[ФРАГМЕНТ ДОКУМЕНТА]
◇ ◇ ◇
Выступая в роли примирителей князей, иерархи укрепляли позиции церковного института. Успех или неуспех посреднических миссий зависел от авторитета конкретных личностей, а сам факт участия высшего духовенства в переговорах отнюдь не гарантировал решения проблемы. Так, Юрий Долгорукий принял новгородского владыку Нифонта с честью, одарил подарками, но «мира Новгороду не дал»41, не удалось сотворить мира и митрополиту Кириллу42; Владимирский князь Всеволод Юрьевич не послушался «своего епископа бла-женнаго Лукы» и Рязани мира не дал43.
◇ ◇ ◇
[ПЕРЕЧЕНЬ ДАННЫХ]

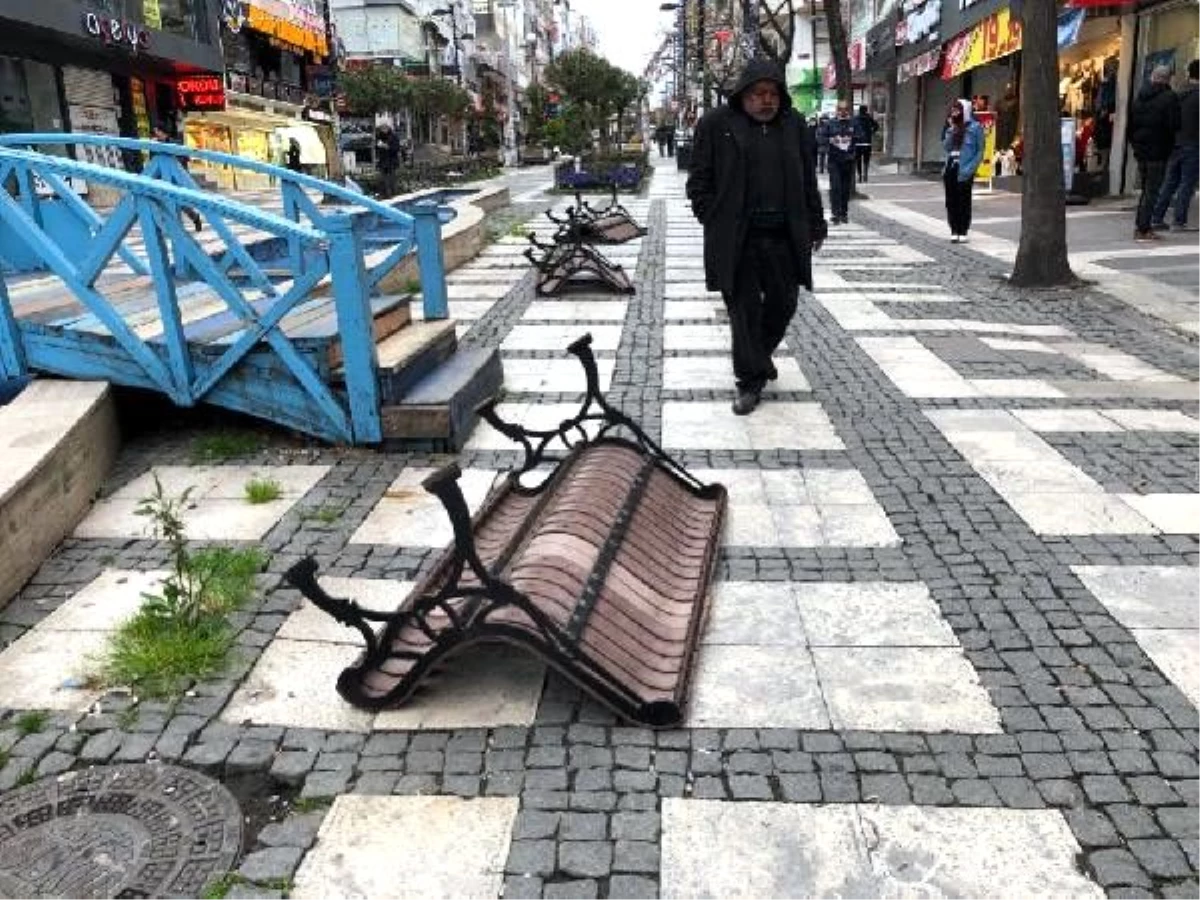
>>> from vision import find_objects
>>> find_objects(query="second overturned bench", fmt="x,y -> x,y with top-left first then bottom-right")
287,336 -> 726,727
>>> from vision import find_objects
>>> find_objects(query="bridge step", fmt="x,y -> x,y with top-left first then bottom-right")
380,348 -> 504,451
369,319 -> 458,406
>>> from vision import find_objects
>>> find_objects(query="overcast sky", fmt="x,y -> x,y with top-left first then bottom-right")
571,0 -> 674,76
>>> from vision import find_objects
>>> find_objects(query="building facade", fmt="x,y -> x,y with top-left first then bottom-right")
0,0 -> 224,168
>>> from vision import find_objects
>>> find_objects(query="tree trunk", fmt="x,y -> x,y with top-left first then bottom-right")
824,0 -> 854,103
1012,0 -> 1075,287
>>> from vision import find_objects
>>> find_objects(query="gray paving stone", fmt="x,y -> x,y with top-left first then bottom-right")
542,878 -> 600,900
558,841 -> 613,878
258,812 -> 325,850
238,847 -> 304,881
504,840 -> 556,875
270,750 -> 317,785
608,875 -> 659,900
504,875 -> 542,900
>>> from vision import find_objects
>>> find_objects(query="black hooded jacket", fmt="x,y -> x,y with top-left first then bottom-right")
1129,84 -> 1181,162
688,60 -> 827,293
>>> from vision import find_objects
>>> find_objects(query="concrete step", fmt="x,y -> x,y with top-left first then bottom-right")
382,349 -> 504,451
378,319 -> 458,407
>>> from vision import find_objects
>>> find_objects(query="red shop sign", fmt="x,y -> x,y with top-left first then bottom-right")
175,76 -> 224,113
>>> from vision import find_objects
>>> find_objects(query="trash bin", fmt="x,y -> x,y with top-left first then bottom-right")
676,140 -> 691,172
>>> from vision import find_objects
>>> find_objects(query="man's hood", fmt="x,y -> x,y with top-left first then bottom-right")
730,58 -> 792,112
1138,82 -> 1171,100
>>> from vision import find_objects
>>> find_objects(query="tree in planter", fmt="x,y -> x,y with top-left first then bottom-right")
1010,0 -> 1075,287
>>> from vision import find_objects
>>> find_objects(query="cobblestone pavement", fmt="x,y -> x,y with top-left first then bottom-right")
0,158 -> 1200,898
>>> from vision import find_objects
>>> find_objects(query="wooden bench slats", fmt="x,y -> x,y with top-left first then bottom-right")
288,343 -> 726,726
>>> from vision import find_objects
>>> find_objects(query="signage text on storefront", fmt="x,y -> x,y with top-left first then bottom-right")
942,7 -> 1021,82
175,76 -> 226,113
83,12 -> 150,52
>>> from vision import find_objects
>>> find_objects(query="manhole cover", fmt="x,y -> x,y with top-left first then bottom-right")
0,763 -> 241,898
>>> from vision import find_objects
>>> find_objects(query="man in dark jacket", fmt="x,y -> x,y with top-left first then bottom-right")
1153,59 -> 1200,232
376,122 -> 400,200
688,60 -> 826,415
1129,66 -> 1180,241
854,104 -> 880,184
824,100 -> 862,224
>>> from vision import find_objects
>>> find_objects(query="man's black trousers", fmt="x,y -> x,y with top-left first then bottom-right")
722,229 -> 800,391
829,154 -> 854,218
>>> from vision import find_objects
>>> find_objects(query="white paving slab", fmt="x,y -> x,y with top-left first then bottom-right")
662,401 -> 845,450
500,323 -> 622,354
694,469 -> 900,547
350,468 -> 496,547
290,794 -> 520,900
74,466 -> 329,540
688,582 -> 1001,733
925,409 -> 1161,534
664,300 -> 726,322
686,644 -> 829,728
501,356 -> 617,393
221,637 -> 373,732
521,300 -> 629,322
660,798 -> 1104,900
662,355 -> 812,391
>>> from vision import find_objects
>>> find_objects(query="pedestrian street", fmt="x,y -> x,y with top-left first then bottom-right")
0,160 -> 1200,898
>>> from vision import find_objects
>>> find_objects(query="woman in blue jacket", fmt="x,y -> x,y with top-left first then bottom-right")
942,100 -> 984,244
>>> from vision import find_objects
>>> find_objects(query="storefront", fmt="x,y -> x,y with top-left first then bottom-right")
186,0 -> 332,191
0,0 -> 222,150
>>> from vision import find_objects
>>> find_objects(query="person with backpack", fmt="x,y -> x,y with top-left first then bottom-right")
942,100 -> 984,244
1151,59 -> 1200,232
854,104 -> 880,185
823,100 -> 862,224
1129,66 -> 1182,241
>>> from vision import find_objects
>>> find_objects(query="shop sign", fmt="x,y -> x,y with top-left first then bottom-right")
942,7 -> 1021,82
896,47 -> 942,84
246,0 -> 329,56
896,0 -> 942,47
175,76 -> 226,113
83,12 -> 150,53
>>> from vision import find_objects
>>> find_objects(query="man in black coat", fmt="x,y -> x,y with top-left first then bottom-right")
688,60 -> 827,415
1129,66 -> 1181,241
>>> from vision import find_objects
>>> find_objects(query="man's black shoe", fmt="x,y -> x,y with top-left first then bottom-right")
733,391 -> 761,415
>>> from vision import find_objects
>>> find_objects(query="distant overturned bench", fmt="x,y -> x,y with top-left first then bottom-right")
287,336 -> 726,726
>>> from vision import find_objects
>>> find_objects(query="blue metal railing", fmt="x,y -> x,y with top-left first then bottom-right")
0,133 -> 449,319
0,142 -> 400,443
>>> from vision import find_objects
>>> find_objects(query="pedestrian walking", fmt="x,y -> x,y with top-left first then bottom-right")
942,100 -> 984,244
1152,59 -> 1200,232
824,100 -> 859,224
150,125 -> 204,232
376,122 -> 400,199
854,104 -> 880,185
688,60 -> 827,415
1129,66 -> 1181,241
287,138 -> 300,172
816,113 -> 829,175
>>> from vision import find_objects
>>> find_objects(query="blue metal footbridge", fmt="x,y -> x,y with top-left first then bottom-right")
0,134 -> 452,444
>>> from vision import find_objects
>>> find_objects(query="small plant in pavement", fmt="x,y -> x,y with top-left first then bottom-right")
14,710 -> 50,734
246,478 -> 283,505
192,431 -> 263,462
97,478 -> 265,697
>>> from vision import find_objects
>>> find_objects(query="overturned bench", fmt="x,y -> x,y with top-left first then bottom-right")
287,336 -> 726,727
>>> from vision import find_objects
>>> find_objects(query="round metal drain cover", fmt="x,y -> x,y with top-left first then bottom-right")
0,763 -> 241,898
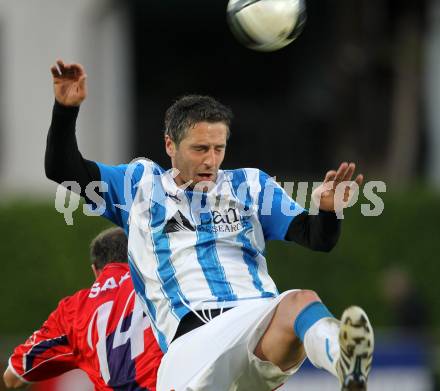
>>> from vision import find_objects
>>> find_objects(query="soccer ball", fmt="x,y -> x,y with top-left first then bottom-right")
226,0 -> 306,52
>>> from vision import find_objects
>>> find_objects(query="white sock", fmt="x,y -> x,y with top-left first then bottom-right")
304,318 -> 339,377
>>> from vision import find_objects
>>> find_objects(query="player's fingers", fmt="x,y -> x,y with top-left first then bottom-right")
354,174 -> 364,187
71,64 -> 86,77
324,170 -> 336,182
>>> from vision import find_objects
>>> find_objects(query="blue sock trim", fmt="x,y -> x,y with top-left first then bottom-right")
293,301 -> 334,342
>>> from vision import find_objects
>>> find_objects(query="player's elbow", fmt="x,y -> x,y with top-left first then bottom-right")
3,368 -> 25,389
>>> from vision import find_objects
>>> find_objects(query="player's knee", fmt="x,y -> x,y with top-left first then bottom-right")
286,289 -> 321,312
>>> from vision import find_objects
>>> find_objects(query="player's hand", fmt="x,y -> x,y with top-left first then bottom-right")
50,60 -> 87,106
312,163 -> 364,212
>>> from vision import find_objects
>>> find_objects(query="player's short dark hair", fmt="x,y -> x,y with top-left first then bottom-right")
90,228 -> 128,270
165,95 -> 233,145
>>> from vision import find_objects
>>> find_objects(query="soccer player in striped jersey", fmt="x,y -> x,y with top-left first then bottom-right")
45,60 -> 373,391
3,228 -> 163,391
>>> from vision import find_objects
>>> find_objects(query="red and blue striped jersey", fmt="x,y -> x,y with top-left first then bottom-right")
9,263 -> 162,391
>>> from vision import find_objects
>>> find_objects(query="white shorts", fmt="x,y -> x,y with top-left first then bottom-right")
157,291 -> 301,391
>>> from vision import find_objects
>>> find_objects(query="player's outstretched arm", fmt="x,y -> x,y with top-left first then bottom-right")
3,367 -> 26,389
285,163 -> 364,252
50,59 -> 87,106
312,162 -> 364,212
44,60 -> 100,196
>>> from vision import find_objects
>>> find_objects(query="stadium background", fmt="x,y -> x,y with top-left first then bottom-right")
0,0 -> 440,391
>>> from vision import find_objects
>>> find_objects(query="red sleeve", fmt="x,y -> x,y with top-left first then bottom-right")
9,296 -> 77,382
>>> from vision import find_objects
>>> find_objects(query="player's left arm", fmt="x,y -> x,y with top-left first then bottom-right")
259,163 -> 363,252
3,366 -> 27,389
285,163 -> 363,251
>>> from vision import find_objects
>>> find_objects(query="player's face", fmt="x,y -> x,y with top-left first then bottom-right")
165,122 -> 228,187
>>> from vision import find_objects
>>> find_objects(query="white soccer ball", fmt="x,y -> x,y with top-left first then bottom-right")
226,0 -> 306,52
◇ ◇ ◇
[СУТЬ ЗАДАНИЯ] Извлеките из фрагмента документа дословно отрывок между «Выступая в роли» и «мира не дал43.» включительно.

[РЕШЕНИЕ ЗАДАНИЯ]
Выступая в роли примирителей князей, иерархи укрепляли позиции церковного института. Успех или неуспех посреднических миссий зависел от авторитета конкретных личностей, а сам факт участия высшего духовенства в переговорах отнюдь не гарантировал решения проблемы. Так, Юрий Долгорукий принял новгородского владыку Нифонта с честью, одарил подарками, но «мира Новгороду не дал»41, не удалось сотворить мира и митрополиту Кириллу42; Владимирский князь Всеволод Юрьевич не послушался «своего епископа бла-женнаго Лукы» и Рязани мира не дал43.